Raw entries:
________________
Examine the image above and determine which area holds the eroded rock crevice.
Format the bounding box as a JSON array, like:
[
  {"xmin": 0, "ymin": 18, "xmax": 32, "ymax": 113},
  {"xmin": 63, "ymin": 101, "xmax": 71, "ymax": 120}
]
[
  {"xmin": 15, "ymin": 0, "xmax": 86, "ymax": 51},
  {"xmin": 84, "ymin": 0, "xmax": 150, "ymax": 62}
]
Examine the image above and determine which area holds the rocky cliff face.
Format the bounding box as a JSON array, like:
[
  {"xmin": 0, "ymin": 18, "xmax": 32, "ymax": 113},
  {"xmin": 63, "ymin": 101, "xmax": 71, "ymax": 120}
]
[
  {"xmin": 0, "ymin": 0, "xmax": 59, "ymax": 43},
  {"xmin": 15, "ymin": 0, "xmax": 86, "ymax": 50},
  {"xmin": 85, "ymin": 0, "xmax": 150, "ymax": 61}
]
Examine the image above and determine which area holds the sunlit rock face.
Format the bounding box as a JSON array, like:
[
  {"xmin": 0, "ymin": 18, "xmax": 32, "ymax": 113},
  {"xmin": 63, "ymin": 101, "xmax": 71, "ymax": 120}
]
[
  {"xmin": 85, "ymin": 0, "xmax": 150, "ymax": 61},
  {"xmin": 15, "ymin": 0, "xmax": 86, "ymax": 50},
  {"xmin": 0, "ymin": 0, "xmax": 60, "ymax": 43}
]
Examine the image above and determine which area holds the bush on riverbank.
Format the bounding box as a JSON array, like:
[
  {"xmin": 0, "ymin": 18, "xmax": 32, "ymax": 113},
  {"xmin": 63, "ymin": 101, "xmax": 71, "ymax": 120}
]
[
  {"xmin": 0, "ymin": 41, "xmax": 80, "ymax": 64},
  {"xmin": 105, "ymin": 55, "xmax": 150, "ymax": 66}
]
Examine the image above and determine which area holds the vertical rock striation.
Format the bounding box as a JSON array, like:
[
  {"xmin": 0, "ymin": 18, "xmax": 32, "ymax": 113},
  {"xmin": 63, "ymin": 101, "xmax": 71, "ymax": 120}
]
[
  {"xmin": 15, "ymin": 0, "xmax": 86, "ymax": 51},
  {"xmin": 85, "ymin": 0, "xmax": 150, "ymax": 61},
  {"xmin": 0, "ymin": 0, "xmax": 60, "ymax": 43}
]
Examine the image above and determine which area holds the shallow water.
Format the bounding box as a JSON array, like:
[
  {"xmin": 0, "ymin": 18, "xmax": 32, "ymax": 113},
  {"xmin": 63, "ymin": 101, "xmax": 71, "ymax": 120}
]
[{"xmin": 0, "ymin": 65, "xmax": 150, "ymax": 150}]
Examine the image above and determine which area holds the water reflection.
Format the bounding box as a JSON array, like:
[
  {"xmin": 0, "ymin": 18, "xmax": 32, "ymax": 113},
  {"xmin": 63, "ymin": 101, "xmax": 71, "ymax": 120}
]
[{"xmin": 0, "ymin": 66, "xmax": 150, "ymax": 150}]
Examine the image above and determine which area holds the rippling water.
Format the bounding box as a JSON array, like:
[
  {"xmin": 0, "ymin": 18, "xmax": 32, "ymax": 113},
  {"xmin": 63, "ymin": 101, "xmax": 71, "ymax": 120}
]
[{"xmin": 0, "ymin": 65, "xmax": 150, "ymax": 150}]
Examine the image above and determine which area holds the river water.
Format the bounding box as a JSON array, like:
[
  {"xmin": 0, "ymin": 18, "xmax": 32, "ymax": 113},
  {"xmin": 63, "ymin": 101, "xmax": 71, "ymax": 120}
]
________________
SHORT PROBLEM:
How many lines in the entries above contain the string "water", with case counting? Reply with that number and nothing else.

FINAL ANSWER:
4